Stated task: Locate every row below containing the word "white" and copy each of those rows in full. Case counts.

Data supplied:
★ ★ ★ ★ ★

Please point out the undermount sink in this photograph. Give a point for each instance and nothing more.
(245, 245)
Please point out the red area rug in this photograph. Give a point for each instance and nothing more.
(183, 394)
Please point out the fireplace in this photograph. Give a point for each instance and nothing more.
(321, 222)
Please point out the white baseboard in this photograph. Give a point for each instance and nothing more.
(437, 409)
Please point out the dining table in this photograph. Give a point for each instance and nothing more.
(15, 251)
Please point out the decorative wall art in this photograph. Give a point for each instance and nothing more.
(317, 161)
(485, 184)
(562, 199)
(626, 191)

★ ★ ★ ★ ★

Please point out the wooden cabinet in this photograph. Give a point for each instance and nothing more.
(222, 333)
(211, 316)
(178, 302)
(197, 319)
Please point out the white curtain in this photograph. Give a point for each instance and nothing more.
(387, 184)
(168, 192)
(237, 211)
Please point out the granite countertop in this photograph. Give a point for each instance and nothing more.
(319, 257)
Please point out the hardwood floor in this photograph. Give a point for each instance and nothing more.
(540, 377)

★ ★ ★ ★ ★

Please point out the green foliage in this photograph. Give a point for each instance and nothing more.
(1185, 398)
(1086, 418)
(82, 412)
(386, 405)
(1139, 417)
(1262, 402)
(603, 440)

★ ★ ★ ★ ★

Written response:
Please point out the white baseboard in this photograph. Give a point for each instance and nothing more.
Please point out the white curtain in this photograph. Give a point for each instance and nothing more.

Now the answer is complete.